Consigne 1 ->
Traduisez en anglais la phrase suivante de l'extrait fourni : « Et personne ne lui a contesté la légitimité de gouverner. »
Consigne 2 ->
Résumez l'extrait fourni en deux phrases.
Consigne 3 ->
Poursuivez l'extrait fourni à partir de sa dernière phrase.

Extrait fourni ->
C’est le risque qu’il a pris. En appelant à une clarification. La clarification a eu lieu aux deux tours. Au premier tour, le parti qui le soutient est arrivé en troisième position. Huit points derrière le nouveau Front populaire. Je le dis parce que, à écouter quelques-uns d’entre vous, je me demande si le premier tour a bien été enregistré autant que le second.
Au second tour. La défaite a été cette fois-ci pour l’extrême droite. Mais ce n’est pas le parti présidentiel qui est arrivé en tête, c’est le Nouveau Front populaire. Certes ces 28 % ne font pas une majorité absolue, c’est une évidence. Mais 28 %, c’est le score d’Emmanuel Macron au premier tour de l’élection présidentielle. Ce fut moins au premier tour des législatives qui suivirent. Et personne ne lui a contesté la légitimité de gouverner. Ces 28 % nous donnent une légitimité pour gouverner.
Notre progression, cela a été dit par Pierre Jouvet, a été significative. Significative parce que le Nouveau Front populaire a réussi à se placer en tête. Dans le Nouveau Front populaire, il y a une force qui a progressé plus que toutes les autres : la nôtre. Alors je sais bien que rien ne suffit jamais au TO1 et au TO3 pour reconnaître que la stratégie posée a permis de progresser aux européennes et aux législatives.

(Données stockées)
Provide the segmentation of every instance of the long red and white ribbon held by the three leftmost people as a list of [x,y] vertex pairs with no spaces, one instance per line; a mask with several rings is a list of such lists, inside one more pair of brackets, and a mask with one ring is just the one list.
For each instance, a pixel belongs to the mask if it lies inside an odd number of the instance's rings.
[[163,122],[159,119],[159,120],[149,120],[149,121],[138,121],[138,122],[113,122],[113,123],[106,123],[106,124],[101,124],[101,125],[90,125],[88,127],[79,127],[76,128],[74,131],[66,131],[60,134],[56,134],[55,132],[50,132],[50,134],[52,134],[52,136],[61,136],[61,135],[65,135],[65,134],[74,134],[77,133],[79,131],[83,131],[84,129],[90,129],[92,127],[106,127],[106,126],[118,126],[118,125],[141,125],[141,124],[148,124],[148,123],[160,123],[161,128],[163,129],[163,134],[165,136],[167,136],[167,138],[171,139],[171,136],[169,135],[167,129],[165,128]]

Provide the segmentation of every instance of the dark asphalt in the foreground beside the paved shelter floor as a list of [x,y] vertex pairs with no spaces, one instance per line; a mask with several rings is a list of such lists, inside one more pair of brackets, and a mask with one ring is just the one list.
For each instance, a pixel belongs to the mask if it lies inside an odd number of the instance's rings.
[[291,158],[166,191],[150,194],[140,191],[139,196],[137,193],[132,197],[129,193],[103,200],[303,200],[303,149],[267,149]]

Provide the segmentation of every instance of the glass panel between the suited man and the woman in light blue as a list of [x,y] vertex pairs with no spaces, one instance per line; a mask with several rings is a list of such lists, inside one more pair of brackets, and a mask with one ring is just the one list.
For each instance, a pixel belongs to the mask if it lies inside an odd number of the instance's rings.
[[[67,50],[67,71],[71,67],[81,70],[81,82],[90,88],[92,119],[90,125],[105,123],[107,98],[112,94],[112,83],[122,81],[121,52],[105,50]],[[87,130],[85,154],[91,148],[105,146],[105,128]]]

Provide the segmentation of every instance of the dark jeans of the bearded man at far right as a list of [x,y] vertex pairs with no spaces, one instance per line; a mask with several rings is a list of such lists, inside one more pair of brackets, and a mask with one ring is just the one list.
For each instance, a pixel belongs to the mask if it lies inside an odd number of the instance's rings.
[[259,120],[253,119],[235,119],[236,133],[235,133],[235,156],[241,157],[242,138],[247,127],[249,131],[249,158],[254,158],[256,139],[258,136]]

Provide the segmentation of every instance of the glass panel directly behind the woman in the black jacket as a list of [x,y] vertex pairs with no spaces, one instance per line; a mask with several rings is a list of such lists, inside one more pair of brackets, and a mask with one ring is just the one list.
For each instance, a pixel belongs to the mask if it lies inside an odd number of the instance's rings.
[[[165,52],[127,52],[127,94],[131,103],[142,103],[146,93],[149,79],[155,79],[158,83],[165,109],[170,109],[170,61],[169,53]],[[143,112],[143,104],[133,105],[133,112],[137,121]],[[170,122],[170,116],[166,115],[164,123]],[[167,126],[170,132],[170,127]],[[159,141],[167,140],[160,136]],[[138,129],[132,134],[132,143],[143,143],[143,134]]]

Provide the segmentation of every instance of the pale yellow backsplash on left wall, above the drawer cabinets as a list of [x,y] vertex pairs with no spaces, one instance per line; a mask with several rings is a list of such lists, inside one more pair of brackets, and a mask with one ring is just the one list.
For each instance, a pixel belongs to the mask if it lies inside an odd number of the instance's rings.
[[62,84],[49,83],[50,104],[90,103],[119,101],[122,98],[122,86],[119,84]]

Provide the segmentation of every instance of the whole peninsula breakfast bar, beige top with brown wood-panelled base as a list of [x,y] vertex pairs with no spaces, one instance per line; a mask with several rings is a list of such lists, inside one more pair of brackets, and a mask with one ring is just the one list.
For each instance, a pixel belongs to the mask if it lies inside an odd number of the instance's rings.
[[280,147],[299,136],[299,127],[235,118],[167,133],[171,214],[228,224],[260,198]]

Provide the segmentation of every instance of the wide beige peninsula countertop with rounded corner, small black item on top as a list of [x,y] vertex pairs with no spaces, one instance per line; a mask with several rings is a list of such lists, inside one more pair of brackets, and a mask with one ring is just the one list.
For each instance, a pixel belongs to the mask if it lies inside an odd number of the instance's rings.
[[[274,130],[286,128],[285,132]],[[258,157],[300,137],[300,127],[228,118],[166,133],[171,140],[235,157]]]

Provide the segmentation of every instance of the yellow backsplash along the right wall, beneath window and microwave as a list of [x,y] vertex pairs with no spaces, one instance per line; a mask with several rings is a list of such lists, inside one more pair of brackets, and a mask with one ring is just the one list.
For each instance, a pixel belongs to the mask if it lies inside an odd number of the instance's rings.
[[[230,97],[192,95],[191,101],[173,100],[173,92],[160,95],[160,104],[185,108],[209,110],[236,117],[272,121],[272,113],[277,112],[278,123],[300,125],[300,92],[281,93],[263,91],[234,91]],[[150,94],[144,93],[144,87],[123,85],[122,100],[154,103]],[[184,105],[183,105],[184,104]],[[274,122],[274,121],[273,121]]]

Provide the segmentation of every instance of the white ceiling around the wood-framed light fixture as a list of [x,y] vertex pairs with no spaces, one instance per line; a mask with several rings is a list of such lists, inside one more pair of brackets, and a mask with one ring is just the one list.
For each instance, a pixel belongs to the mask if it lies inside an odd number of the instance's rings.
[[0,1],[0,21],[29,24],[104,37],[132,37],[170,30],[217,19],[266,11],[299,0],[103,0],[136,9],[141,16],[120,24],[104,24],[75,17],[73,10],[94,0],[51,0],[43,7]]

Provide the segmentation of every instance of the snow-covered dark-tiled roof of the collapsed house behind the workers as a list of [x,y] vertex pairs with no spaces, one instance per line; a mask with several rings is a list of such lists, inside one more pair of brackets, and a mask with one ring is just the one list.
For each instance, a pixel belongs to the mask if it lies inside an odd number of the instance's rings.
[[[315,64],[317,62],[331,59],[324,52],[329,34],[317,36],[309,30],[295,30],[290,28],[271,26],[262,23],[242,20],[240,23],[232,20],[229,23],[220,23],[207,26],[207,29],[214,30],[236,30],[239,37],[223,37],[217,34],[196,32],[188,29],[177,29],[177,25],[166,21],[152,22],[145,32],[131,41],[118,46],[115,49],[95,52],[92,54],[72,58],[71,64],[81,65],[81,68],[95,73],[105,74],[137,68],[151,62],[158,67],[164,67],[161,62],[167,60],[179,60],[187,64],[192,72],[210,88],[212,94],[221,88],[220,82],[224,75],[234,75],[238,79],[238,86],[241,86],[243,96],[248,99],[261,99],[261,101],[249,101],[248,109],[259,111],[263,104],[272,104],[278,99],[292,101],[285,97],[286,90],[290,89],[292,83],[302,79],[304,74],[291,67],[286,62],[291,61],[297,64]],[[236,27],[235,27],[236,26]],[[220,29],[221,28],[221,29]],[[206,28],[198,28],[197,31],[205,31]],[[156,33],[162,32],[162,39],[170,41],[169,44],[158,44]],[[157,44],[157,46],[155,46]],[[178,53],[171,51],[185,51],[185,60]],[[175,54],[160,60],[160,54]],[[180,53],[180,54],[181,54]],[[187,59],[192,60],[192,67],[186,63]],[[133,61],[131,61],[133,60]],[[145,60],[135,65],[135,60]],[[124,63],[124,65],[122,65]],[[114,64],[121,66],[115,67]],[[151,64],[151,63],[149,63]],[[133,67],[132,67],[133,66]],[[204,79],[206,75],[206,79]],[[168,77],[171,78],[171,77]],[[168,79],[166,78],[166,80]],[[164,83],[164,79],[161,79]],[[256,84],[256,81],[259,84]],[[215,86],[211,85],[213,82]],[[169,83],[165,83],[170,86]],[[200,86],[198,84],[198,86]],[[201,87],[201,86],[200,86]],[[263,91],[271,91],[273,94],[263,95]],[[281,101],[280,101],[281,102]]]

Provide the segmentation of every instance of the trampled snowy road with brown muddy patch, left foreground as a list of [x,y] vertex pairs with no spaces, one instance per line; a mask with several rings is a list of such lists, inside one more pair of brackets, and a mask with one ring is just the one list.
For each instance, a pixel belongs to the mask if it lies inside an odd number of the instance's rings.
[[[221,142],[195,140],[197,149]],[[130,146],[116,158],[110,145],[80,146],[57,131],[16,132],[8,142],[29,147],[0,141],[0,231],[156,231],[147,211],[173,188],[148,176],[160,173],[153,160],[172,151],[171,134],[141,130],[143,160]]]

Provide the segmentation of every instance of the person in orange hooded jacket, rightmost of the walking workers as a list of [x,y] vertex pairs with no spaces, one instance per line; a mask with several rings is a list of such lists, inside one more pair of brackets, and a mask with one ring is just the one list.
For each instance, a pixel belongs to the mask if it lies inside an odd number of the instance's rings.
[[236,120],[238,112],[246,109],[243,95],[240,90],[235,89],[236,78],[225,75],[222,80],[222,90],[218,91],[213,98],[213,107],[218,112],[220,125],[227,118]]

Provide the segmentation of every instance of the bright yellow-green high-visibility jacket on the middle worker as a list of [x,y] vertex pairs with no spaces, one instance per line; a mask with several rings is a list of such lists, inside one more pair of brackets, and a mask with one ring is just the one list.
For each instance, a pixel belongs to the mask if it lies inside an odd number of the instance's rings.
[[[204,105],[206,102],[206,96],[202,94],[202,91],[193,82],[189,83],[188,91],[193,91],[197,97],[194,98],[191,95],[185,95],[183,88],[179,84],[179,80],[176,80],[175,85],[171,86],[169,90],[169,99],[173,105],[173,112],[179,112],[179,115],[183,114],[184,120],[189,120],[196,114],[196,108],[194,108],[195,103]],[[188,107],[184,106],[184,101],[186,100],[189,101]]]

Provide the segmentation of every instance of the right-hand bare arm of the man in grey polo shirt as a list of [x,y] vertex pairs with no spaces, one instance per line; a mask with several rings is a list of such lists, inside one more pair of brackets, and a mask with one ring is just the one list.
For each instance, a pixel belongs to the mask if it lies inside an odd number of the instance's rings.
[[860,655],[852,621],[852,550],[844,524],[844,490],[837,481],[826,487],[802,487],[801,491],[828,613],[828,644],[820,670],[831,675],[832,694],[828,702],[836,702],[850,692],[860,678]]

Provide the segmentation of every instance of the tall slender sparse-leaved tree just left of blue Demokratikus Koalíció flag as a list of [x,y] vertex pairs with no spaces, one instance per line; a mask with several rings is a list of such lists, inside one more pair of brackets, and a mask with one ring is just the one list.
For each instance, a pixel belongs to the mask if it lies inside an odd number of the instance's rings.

Réponse rédigée 1 ->
And no one challenged his legitimacy to govern.

Réponse rédigée 2 ->
Au premier tour, le parti présidentiel est arrivé troisième, huit points derrière le Nouveau Front populaire, qui est ensuite arrivé en tête au second tour avec 28 %, un score qui, selon l'orateur, lui donne la légitimité pour gouverner. L'orateur ajoute qu'au sein du Nouveau Front populaire, c'est sa propre force politique qui a le plus progressé.

Réponse rédigée 3 ->
Mais je rappelle qu’il y a quelques mois à peine, le TO1 disait « nous aurions malgré tout préféré un socialiste pour conduire la liste ». Je suis heureux que désormais, tout le monde considère que notre choix était le bon. C’était un très bon choix. Et nous avons toutes et tous porté, dans l’unité, la candidature de Raphaël. Et c’est à la fois son talent personnel, sa capacité à être clair sur notre ambition européenne, mais aussi notre capacité à être une force unie derrière lui qui nous a permis d’aller chercher ces 13,8 %.
Dans les élections législatives, nous avions moins de candidats que les Insoumis. Nous avons certes rééquilibré les candidatures mais nous en avions moins et pourtant nous sommes arrivés à une quasi égalité d’élus.
Si nous n’avions pas eu le Nouveau Front populaire, le pari du président aurait pu être gagnant. Son pari, c’était celui de l’impossibilité pour la gauche de se mettre d’accord sur un programme et sur des candidatures, après s’être autant disputée dans les élections européennes. Et si nous avions été désunis, nous aurions certainement reproduit les scores des européennes. Nous aurions été les premiers à 14%, les Insoumis à près le 10%, les Verts à près de 5%, les communistes autour de 2 ou 3%. Mais, en moyenne – je ne dis pas que quelques-uns n’auraient pas réussi à passer le cap du premier tour -, les socialistes n’auraient pas été au second tour, pas plus que les Insoumis, pas plus que les Verts, pas plus que les Communistes. C’était là son pari. Se retrouver dans les circonscriptions les plus à gauche de notre pays, dans une situation où la gauche n’arrivant pas à se qualifier, ses électeurs votent au second tour pour ses candidats dans un réflexe républicain.
Nous avons déjoué ce plan en construisant le Nouveau Front populaire. Nous l’avons fait, non seulement avec quelques partis politiques, mais nous l’avons fait aussi avec le soutien massif de la société civile organisée. Nombre d’organisations qui n’avaient jamais pris position ont pris position en faveur du Nouveau Front populaire, ont appelé à voter pour nous, parfois même dès le premier tour.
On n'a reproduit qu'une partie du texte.